### Material supplied
==============================

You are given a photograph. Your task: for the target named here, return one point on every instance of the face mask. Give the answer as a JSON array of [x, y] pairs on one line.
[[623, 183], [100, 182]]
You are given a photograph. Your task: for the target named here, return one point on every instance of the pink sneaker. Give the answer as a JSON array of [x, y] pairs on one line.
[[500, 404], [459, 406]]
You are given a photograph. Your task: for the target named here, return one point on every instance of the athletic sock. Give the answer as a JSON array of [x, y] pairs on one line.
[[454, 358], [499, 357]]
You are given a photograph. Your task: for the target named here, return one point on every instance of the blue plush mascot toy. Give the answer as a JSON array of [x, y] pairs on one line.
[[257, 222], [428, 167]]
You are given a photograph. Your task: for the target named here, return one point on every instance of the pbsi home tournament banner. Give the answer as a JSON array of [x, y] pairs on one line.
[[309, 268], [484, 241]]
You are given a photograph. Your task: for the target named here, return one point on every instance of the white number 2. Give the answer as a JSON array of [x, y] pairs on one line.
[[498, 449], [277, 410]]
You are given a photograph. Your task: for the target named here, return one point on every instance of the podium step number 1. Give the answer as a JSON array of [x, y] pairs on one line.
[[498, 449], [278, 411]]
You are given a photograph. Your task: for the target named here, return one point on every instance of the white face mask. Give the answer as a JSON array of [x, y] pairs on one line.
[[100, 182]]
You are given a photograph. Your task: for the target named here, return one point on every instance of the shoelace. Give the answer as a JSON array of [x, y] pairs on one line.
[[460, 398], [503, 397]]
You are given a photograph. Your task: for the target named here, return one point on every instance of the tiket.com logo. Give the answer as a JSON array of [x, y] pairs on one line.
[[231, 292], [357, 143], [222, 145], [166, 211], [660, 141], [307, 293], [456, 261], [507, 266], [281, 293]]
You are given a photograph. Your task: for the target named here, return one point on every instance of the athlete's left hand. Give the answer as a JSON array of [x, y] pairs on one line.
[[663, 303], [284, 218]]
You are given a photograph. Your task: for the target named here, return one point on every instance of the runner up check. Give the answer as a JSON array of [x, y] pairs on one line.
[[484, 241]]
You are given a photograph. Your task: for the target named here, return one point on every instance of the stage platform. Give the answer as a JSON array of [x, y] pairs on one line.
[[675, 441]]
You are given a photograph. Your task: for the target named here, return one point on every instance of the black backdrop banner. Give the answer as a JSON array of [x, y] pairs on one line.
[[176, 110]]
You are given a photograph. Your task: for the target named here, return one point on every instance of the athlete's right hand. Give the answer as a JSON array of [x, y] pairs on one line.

==============================

### The problem
Whatever appears in the records must be returned exactly.

### Answer area
You are given a photograph. Your task: for the target named here, return one point on every instance of the face mask. Give the answer as a JSON array of [x, y] pairs on one line.
[[623, 183], [100, 182]]
You are given a photograph. Your task: for the target named here, return one point on every instance of the pink sneaker. Give the answer as a JSON array of [x, y] pairs on one line.
[[500, 404], [459, 406]]
You are given a photograph. Your task: for the target named here, return one point on every instance of the athletic sock. Give the answer as a JSON array of [x, y] pairs on one line.
[[454, 358], [499, 357]]
You are given a photograph. Your task: for the target named here, return one point on every instance of the blue plush mascot toy. Give the answer as a JSON array of [x, y] pairs on one line.
[[257, 222], [428, 167]]
You are given a photograph. Your task: for the target named here, return one point on every instance of the pbsi home tournament banner. Give the answer as a JSON array of [x, y] pairs on one line.
[[309, 268], [484, 241]]
You are given a photograph. Your task: for the target named here, return one point on every instance of the white number 2. Give the answer as a JSON array of [x, y] pairs on one line.
[[498, 449], [277, 410]]
You are given a photograph. Your task: for the target named here, return one point on every instance of the podium step number 1. Give the answer as a JSON array of [x, y] pairs on one line.
[[498, 449], [278, 411]]
You are given a photograph. Your task: for the target named here, return one point on every instance of the white face mask. Give the answer as a JSON array of [x, y] pairs on one line.
[[100, 182]]
You are given a photograph. Your task: for the target named here, return one point on every instance of the shoelace. Give the answer as a JSON array of [x, y] pairs on one line.
[[460, 398], [503, 397]]
You are given a photograph. Your task: for the target named here, return one point on every instance of the tiket.com logo. Give the answer as a JSON array of [x, y] pairs on one line.
[[231, 292], [357, 143], [222, 145], [166, 211], [660, 141], [307, 293], [456, 261], [507, 266], [281, 293]]
You are given a photograph. Your task: for the target named here, return one point on every instance of the athlete's left hand. Give the answer as a JSON array of [x, y] pairs on one line.
[[663, 303], [284, 218]]
You are given a photograph. Your task: for the target named here, return one point on every instance of the runner up check. Give the answer as a JSON array of [x, y] pairs on one line.
[[484, 241]]
You are given a photograph. Your task: for the target named here, return one point on every instance of the stage platform. Give the answer as a JSON array of [x, y] pairs on one line.
[[675, 441]]
You are given a photograph. Your task: for the target named here, return one point on every instance of the black backdrop banner. Give the answer as a JSON array of [x, y] pairs on one line.
[[176, 110]]
You are given a photograph. Your task: for the target named here, return one point on every instance of the athlete's right hand. Give the answer as a JSON array of [x, y] pairs on one line.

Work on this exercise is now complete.